--- SUPPLIED PASSAGE ---
Smashing the Old Order

Like Chávez, Correa rode into power on a wave of popular dissatisfaction with the old order and sees himself at the vanguard of a "citizens' revolution" to wage political and economic war against society's "enemies"--the political and business elites declared responsible for Ecuador's recurring crises. The themes are the same: breaking the power of the "political mafias" and others deemed corrupt, "reinventing" the legislatures and courts, and instituting "direct democracy," wherein the president channels the wishes of "the people" into action.

This means that traditional notions of democracy--based on independent institutions, checks and balances, and respect for individual rights--are seen as impediments to Correa and Latin America's other radical populists. In their self-professed goal to "refound" their countries, they see opposition as illegitimate, especially those identified with the old order, who are now denied a voice in their country's affairs. Following the pattern of fellow radical populists such as Chávez and Evo Morales of Bolivia, Correa rewrote Ecuador's constitution to extend his term in office, concentrate more political and economic power in his hands, and give himself the power to dissolve Congress and rule by decree if he deems it necessary.

War on the Media

Like Chávez, Correa views the independent media as an obstacle to his political project that must be defeated. In an August 2009 speech, he declared the Ecuadorean press "the biggest adversary with a clear political role, though without any democratic legitimacy."[1] Thus, he has waged an unremitting campaign of intimidation to control the means of communication.

--- JOBS ---
**A)** Reproduce the passage on Correa from "This means that" to "deems it necessary.".
**B)** Name every person mentioned in the passage on Correa.
These rows were drawn from a separate source.

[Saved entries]
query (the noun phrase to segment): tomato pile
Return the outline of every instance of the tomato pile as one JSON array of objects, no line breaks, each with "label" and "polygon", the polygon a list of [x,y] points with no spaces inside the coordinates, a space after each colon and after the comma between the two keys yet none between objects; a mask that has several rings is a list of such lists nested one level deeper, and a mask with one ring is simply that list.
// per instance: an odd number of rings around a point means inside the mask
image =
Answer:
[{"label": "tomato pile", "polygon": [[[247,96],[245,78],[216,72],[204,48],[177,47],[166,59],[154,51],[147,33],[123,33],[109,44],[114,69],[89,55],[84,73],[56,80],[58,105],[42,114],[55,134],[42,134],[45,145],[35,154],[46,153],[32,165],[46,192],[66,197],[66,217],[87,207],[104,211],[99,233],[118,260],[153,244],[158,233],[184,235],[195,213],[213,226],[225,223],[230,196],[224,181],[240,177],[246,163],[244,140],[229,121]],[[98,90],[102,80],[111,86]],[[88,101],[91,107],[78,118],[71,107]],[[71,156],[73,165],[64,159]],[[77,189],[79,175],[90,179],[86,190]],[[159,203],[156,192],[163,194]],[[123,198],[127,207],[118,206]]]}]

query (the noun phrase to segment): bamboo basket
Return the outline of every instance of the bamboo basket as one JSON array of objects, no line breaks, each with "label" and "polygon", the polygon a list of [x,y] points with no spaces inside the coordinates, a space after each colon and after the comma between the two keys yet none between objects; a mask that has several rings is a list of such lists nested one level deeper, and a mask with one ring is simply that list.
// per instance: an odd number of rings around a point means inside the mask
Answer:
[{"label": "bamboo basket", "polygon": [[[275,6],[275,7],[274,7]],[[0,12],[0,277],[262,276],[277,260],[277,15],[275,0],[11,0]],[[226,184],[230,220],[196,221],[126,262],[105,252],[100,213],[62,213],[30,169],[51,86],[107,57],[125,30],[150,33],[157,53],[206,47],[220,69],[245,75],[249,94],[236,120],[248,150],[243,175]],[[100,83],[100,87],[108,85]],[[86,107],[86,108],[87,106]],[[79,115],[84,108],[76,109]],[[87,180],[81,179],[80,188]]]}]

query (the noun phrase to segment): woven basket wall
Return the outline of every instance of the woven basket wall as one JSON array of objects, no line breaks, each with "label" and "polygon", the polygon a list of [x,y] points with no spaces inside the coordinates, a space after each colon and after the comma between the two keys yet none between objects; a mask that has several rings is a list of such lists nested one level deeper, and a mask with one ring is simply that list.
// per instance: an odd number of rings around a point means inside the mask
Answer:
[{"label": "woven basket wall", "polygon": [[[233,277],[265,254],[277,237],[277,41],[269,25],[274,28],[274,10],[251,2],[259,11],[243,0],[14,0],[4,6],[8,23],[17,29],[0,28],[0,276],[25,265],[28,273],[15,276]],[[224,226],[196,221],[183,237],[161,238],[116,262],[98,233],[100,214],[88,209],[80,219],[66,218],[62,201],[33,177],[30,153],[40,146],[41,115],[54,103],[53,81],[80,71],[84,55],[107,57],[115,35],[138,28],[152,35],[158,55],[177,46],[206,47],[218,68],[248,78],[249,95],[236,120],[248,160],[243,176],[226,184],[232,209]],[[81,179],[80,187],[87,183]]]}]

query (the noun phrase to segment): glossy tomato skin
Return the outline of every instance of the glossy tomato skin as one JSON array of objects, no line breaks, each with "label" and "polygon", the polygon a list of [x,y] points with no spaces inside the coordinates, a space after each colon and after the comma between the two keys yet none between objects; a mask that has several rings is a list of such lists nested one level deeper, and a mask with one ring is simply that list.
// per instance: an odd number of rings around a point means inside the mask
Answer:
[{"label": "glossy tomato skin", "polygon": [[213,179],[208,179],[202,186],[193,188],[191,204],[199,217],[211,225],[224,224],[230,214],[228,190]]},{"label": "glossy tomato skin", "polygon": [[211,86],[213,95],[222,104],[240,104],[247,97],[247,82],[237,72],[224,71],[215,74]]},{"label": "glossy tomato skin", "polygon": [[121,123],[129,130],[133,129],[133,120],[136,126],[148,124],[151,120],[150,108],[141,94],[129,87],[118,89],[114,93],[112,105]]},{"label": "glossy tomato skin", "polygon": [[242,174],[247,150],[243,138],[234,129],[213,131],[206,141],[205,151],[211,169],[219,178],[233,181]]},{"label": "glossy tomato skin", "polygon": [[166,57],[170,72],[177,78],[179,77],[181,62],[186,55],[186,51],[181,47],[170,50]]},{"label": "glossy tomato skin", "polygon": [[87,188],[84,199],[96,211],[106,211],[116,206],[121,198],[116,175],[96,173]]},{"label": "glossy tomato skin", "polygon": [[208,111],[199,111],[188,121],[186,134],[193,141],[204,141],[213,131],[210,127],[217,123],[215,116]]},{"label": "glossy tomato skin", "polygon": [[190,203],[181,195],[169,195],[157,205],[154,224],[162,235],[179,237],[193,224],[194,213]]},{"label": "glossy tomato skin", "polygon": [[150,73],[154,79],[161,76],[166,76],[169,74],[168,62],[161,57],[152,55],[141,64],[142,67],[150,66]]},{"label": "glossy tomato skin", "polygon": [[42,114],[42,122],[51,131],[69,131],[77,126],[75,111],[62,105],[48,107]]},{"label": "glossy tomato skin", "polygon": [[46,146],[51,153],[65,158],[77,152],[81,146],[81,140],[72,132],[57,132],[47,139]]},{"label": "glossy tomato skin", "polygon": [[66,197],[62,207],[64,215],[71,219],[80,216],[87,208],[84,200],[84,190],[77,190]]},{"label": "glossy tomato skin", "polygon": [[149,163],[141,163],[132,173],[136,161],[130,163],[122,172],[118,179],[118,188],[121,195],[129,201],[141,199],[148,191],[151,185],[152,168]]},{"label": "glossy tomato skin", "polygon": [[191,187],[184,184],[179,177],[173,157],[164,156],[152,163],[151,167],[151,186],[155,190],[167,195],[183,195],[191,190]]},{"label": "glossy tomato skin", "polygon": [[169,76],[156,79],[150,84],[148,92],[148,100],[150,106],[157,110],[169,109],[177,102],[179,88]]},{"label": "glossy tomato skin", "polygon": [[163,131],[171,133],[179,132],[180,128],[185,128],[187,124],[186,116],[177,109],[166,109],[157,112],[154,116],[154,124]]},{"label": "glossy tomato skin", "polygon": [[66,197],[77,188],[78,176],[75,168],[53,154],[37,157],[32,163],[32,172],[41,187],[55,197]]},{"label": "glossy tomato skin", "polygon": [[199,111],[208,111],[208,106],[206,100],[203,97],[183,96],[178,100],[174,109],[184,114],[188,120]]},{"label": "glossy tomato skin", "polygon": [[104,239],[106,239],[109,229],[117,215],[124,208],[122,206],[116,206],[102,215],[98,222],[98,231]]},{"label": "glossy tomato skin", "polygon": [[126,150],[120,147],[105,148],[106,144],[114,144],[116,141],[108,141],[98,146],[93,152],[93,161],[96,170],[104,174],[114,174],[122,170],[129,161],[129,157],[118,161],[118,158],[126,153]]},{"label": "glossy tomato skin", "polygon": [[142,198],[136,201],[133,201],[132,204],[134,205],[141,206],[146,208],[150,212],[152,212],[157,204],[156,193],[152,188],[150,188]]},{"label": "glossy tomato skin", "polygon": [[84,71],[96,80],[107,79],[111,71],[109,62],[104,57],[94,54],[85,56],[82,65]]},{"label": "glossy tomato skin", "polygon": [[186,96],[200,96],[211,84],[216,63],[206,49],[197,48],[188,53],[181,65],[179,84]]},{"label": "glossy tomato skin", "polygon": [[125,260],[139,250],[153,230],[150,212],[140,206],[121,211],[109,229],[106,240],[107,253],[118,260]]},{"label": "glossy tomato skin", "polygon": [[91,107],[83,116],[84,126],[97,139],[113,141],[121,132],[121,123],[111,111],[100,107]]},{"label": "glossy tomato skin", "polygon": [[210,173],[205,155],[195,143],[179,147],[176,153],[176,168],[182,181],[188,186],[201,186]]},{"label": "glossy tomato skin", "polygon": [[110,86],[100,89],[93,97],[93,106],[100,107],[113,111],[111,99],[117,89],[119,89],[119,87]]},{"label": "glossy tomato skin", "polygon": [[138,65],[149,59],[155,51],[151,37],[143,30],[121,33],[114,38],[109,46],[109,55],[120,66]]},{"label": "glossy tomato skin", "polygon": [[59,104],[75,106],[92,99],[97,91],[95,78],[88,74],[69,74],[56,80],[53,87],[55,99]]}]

--- THE ANSWERS ---
**A)**
This means that traditional notions of democracy--based on independent institutions, checks and balances, and respect for individual rights--are seen as impediments to Correa and Latin America's other radical populists. In their self-professed goal to "refound" their countries, they see opposition as illegitimate, especially those identified with the old order, who are now denied a voice in their country's affairs. Following the pattern of fellow radical populists such as Chávez and Evo Morales of Bolivia, Correa rewrote Ecuador's constitution to extend his term in office, concentrate more political and economic power in his hands, and give himself the power to dissolve Congress and rule by decree if he deems it necessary.

**B)** Chávez, Correa, Evo Morales